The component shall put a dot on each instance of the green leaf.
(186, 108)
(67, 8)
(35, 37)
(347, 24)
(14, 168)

JOB - Reproduce every one of the records above verbatim, keeping them in their original order.

RESULT OF THIS TASK -
The component shall put a dot on each instance of the green leaf.
(186, 108)
(67, 8)
(35, 37)
(347, 24)
(14, 168)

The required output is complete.